◆ Brief 1
In the Black History Month article, what does it point to as showing that NASCAR is one of its higher-volume moderation clients? Answer in one to three sentences.
◆ Brief 2
Quote the Black History Month article from "In fact, Respondology" up to and including "volume moderation clients.".
◆ Brief 3
By what percentage did racially charged comments rise from January to February of last year, according to the Black History Month article?

◆ Provided text
Black History Month Through the Social Media Lens
Racially charged comments increased by 32% from January to February of last year
In a month designed to celebrate the achievements and contributions of African Americans, this year’s celebration of black history sadly kicked off in very disgraceful manner. The first week of February we witnessed more than a dozen HBCUs (historically black colleges and universities), receiving bomb threats that were timed to specifically align with the beginning of the month.
While these types of actions are shocking and repulsive, as we use February as time of reflection, it’s important to recognize the pervasive and continual injustices that African Americans endure every day in person and in other ways, namely online.
Online hate directed at African Americans takes place in several ways, but two that stand out are attacks directed at professional athletes and those directed at consumer brands when they specifically support black causes.
For example, last summer during the Euro Final, three soccer players for the England national team – Marcus Rashford, Jadon Sancho and Bukayo Saka – were verbally abused with hundreds of thousands of racist, violent and hateful social media comments.
In fact, Respondology works with many professional sports teams whose athletes suffer this abuse. Top racing brand NASCAR has been embroiled in an especially racially charged couple of years. Bubba Wallace has shed light on the state of strained racial relations in the auto racing community. On Average, we hide 31% of comments for the NASCAR brand, proving to be one of our higher volume moderation clients.

◆ Information shown
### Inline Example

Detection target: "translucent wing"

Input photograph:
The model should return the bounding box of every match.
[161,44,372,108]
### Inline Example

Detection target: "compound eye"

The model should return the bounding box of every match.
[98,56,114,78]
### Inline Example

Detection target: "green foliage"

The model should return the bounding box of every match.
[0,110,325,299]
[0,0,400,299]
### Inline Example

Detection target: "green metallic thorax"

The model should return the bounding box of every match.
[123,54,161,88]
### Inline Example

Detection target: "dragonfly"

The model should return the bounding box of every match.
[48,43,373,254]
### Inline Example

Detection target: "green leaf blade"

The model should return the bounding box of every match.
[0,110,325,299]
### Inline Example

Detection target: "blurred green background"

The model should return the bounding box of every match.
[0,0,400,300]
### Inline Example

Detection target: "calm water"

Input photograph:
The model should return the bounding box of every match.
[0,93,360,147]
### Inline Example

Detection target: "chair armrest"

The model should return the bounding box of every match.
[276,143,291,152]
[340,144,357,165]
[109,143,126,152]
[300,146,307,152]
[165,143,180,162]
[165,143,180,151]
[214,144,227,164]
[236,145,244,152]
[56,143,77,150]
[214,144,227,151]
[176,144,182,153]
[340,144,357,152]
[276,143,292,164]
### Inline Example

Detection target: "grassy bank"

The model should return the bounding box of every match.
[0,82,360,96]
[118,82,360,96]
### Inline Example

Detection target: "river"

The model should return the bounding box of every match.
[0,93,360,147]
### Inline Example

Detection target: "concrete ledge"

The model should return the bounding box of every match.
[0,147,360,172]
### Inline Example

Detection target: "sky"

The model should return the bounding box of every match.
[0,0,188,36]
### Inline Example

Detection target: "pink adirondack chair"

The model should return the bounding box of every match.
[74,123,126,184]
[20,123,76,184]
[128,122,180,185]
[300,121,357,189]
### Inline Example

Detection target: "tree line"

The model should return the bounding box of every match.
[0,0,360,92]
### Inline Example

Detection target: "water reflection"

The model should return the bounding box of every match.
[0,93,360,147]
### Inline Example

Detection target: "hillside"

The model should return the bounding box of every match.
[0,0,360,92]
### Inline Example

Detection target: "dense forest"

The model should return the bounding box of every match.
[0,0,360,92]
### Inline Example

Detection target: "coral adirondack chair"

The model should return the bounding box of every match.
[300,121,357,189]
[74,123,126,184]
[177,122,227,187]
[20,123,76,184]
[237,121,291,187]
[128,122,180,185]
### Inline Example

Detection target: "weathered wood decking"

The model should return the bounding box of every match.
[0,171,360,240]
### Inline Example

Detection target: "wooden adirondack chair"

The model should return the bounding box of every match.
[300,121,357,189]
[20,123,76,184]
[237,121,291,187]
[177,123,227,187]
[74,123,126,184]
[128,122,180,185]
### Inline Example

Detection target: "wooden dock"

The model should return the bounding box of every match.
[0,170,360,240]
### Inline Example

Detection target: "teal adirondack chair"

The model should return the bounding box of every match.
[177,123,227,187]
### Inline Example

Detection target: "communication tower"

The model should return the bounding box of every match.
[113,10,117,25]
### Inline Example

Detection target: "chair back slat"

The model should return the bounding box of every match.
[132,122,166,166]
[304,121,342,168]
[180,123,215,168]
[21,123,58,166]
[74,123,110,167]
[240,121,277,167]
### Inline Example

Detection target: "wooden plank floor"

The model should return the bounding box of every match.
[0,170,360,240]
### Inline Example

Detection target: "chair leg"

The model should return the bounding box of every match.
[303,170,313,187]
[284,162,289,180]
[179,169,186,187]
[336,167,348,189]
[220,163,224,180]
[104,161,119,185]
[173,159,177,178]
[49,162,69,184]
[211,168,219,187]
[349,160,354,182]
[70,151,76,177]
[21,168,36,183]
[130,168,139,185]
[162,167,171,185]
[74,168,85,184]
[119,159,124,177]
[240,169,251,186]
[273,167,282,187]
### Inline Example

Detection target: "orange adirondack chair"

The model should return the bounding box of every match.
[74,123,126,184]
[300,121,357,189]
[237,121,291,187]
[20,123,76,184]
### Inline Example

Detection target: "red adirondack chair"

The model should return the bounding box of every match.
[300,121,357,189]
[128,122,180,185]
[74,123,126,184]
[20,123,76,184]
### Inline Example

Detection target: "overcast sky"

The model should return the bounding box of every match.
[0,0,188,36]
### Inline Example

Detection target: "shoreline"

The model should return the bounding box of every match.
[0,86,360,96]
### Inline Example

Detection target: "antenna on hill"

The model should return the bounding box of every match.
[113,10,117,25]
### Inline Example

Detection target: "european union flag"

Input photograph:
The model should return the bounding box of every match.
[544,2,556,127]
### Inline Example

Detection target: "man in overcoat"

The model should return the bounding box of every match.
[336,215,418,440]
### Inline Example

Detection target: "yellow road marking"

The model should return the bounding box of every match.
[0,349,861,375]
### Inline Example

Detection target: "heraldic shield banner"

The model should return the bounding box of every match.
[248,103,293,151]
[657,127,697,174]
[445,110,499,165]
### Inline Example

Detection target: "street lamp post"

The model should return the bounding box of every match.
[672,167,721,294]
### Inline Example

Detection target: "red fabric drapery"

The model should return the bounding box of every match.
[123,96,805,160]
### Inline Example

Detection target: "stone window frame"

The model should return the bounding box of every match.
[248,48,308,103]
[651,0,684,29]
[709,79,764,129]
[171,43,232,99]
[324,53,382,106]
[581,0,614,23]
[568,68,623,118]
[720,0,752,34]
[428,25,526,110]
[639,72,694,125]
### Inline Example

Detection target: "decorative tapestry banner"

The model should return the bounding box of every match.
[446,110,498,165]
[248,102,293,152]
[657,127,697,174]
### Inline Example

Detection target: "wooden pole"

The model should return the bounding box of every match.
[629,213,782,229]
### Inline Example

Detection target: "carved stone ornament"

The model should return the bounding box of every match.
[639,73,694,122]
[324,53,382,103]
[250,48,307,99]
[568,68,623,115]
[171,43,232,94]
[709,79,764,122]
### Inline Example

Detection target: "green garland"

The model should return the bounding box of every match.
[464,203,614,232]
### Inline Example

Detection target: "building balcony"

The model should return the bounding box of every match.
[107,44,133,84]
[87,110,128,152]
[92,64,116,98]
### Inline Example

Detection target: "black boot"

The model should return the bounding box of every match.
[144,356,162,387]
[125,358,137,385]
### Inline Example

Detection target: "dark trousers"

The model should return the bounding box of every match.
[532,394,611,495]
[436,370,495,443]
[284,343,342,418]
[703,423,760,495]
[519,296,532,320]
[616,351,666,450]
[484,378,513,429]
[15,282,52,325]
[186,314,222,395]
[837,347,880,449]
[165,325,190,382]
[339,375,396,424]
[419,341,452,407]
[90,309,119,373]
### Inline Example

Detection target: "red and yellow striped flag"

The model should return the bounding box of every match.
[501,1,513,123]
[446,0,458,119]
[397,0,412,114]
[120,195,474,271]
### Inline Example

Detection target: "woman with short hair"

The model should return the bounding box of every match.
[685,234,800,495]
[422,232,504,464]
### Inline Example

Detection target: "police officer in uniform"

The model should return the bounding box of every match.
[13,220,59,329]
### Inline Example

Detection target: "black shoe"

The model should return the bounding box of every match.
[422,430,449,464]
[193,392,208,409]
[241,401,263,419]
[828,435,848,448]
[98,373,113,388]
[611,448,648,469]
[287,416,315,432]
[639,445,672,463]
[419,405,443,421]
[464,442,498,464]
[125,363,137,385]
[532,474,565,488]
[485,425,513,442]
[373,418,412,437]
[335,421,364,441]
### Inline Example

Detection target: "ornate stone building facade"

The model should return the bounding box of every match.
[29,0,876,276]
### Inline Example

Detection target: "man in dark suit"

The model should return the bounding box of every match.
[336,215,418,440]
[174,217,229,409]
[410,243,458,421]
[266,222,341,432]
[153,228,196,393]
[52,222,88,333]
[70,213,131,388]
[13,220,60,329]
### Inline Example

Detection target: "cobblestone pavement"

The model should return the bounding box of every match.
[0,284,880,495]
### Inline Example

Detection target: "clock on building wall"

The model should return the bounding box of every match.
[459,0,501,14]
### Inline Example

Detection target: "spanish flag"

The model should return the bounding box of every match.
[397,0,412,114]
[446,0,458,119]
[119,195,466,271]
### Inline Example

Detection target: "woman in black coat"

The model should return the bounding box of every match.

◆ Exercise solution 1
On average, 31% of the comments for the NASCAR brand are hidden. That figure is what the article says shows NASCAR is one of its higher-volume moderation clients.

◆ Exercise solution 2
In fact, Respondology works with many professional sports teams whose athletes suffer this abuse. Top racing brand NASCAR has been embroiled in an especially racially charged couple of years. Bubba Wallace has shed light on the state of strained racial relations in the auto racing community. On Average, we hide 31% of comments for the NASCAR brand, proving to be one of our higher volume moderation clients.

◆ Exercise solution 3
They rose by 32%.